WHAT YOU WILL DO
Edit the forum thread on image generation models from "People pay for" up to and including "be doing alright.", swapping "sticker packs" for "emoji bundles" and giving the rest back unchanged.

EXCERPTED PASSAGE
+ + + + +

The winning image entry for "The Yarrctic Circle" by OpenAI 4o doesn't actually wields a cutlass. It's very aesthetically pleasing, even though it's so wrong in all fundamental aspects (perspective is nonsensical and anatomy is messed up, with one leg 150% longer than the other, ...).
It's a very interesting resource to map some of the limits of existing models.
In my own testing between the two this is what I’ve noticed. Imagen will follow the instructions, and 4o will often not, but produces aesthetically more pleasing images.
I don’t know which is more important, but I would say that people mostly won’t pay for fun but disposable images, and I think people will pay for art but there will be an increased emphasis on the human artist. However users might pay for reliable tools that can generate images for a purpose, things like educational illustrations, and those need to be able to follow the spec very well.
People pay for digital sticker packs so their memoji in iMessage are customized. How much money they make on sticker packs is unknown to me, but image generation platform Midjourney seems to be doing alright.
Midjourney got in REALLY early in the GenAI game despite only allowing image generation through Discord for at least a year. I heard that it was one of the largest Discord channels ever having something absurd like 20+ million members.
I'd love to see some financials but I'd tend to agree they're probably doing pretty well.
Google Flow is remarkable as video editing UX, but Imagen 4 doesn't really stand out amongst its image gen peers.

+ + + + +

[Dataset entries]
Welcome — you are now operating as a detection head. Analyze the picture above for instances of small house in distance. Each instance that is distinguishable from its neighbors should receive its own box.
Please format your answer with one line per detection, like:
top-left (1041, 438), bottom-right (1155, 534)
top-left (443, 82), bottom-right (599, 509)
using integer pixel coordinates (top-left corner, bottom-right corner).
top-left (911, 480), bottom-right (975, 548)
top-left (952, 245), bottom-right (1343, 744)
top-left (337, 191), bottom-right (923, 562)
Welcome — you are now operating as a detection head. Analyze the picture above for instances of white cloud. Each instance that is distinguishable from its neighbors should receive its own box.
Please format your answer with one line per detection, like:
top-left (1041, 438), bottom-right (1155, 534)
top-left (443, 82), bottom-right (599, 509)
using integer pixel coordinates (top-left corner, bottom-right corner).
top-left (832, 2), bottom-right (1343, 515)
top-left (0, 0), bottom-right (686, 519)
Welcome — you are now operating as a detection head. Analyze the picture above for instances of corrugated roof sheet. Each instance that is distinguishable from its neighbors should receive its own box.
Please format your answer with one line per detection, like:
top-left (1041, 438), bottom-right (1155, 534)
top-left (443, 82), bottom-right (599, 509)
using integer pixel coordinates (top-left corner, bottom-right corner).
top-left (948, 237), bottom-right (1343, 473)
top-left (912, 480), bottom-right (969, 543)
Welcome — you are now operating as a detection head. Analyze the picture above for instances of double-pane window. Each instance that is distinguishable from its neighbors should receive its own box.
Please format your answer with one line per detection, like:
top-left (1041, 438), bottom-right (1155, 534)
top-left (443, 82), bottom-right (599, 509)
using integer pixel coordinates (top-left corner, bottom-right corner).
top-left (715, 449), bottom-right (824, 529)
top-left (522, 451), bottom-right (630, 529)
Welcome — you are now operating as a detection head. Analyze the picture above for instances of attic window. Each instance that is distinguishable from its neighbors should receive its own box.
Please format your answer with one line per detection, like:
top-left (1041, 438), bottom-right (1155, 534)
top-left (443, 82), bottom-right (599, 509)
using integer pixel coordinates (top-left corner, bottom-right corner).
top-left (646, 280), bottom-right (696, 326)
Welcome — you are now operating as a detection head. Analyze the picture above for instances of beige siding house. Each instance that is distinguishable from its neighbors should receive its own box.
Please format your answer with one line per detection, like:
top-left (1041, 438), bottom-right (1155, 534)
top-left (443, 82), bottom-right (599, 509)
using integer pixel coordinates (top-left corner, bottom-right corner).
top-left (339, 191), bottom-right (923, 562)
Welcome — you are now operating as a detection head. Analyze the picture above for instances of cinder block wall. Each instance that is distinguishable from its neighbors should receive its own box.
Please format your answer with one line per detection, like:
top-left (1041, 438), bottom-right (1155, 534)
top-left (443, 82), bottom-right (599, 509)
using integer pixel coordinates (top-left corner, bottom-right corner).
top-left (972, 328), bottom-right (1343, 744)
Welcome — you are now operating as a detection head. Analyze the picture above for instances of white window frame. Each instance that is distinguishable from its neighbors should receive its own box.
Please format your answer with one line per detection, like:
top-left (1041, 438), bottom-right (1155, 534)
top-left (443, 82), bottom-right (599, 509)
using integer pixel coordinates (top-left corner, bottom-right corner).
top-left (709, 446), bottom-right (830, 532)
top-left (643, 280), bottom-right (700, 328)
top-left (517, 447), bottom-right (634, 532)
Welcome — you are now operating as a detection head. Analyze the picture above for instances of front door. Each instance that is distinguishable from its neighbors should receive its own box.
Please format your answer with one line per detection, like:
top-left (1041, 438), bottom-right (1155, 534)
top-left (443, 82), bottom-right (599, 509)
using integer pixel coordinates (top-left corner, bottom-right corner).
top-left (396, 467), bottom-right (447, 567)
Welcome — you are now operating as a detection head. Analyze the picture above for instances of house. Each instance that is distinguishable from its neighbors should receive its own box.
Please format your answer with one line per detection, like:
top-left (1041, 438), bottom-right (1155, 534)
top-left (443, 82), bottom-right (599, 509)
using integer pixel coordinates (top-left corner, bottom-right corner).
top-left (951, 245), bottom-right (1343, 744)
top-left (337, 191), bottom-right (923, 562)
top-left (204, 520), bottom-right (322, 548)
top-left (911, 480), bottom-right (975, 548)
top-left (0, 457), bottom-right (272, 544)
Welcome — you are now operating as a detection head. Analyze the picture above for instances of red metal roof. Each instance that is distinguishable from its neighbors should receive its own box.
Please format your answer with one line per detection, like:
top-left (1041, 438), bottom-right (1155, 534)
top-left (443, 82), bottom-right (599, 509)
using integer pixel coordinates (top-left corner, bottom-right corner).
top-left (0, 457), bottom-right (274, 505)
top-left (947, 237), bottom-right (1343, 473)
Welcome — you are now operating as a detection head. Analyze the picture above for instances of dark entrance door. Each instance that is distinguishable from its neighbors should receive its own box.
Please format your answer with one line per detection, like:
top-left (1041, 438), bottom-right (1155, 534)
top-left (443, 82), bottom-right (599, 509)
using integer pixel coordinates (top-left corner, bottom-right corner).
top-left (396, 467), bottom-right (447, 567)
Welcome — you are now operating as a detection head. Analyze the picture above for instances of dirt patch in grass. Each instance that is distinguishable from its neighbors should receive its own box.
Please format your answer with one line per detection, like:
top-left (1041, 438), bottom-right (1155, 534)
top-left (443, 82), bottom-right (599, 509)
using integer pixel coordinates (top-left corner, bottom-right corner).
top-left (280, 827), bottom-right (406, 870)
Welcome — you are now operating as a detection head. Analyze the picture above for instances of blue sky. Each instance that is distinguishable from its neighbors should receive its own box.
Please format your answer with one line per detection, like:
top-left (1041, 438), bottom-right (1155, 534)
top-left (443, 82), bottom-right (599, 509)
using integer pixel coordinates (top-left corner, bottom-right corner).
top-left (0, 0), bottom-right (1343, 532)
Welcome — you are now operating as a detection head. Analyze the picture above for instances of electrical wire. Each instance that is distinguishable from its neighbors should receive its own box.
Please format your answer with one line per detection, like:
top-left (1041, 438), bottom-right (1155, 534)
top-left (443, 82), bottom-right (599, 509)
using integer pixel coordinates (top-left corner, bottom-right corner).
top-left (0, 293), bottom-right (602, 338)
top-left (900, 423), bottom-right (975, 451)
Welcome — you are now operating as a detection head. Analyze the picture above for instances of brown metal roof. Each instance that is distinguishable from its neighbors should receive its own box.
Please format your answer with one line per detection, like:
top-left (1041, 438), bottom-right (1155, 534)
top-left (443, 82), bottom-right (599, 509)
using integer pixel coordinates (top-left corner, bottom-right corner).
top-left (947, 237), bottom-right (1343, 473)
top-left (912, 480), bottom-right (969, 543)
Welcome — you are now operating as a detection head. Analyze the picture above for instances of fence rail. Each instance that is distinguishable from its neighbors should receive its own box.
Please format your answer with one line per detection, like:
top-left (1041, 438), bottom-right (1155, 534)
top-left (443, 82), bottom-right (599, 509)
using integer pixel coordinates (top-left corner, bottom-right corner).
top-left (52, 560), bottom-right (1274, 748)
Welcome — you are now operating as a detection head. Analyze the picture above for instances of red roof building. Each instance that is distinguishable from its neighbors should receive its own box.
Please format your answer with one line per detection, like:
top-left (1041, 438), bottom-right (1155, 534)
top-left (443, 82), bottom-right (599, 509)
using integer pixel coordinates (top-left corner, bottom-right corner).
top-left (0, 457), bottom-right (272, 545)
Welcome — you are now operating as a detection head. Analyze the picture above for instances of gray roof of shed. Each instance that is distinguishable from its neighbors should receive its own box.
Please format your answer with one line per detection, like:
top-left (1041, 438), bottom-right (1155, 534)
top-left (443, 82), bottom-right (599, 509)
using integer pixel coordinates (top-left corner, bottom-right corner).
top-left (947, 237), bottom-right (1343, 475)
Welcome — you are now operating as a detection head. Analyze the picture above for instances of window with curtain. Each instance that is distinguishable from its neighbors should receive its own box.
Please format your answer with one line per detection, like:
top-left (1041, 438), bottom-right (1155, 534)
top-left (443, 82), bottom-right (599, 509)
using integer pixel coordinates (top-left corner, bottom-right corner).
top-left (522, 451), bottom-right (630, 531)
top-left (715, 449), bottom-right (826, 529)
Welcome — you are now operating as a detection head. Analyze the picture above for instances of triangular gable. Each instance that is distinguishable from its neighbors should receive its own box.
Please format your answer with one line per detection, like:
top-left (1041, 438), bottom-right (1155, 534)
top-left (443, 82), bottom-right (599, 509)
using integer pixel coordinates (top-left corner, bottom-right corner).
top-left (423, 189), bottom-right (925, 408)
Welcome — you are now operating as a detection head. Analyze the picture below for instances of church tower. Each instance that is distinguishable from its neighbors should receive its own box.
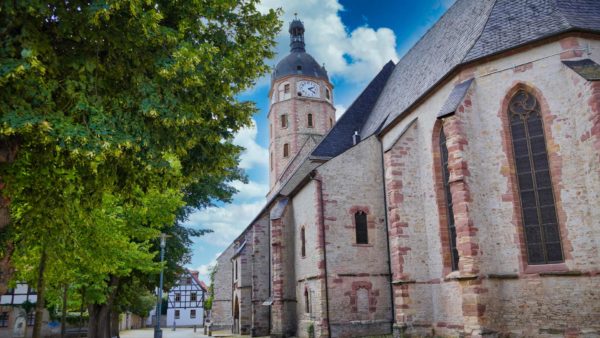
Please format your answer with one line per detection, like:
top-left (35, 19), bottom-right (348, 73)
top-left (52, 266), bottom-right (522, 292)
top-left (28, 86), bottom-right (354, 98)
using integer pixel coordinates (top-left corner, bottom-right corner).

+ + + + +

ANSWER FOR THIS EXERCISE
People pay for digital emoji bundles so their memoji in iMessage are customized. How much money they make on emoji bundles is unknown to me, but image generation platform Midjourney seems to be doing alright.